Change the way new layout assignations are computed.

The function now computes an optimal assignation (with respect to partition size) that minimizes the distance to the former assignation, using flow algorithms.

This commit was written by Mendes Oulamara <mendes.oulamara@pm.me>

1 files changed, 378 insertions, 0 deletions

diff --git a/src/util/bipartite.rs b/src/util/bipartite.rs
new file mode 100644
index 00000000..aec7b042
--- /dev/null
+++ b/src/util/bipartite.rs
@@ -0,0 +1,378 @@
+/*
+ * This module deals with graph algorithm in complete bipartite 
+ * graphs. It is used in layout.rs to build the partition to node
+ * assignation.
+ * */
+
+use std::cmp::{min,max};
+use std::collections::VecDeque;
+use rand::prelude::SliceRandom;
+
+//Graph data structure for the flow algorithm.
+#[derive(Clone,Copy,Debug)]
+struct EdgeFlow{
+    c : i32,
+    flow : i32,
+    v : usize,
+    rev : usize,
+}
+
+//Graph data structure for the detection of positive cycles.

OBJECTIVES:
a: Can you reproduce the bipartite.rs commit between "Change the way" and "using flow algorithms.", inclusive?
b: Will you pick up the bipartite.rs commit after its last line and keep writing it?

DATA EXCERPT:
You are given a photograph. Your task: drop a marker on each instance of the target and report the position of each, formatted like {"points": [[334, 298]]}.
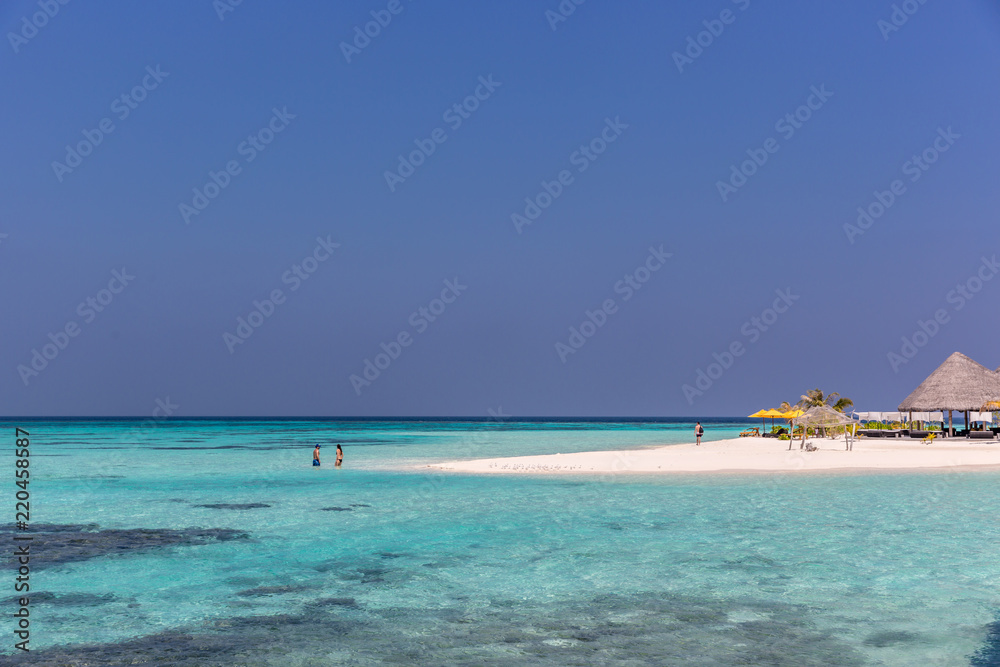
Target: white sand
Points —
{"points": [[752, 455]]}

IN RESPONSE:
a:
Change the way new layout assignations are computed.

The function now computes an optimal assignation (with respect to partition size) that minimizes the distance to the former assignation, using flow algorithms.

b:
+#[derive(Clone,Copy,Debug)]
+struct WeightedEdge{
+    w : i32, 
+    u : usize,
+    v : usize,
+}
+
+
+/* This function takes two matchings (old_match and new_match) in a 
+ * complete bipartite graph. It returns a matching that has the 
+ * same degree as new_match at every vertex, and that is as close
+ * as possible to old_match.
+ * */
+pub fn optimize_matching( old_match : &Vec<Vec<usize>> , 
+                          new_match : &Vec<Vec<usize>> , 
+                          nb_right : usize )
+                                    -> Vec<Vec<usize>> {
+    let nb_left = old_match.len();
+    let ed = WeightedEdge{w:-1,u:0,v:0};
+    let mut edge_vec = vec![ed ; nb_left*nb_right];
+    
+    //We build the complete bipartite graph structure, represented
+    //by the list of all edges.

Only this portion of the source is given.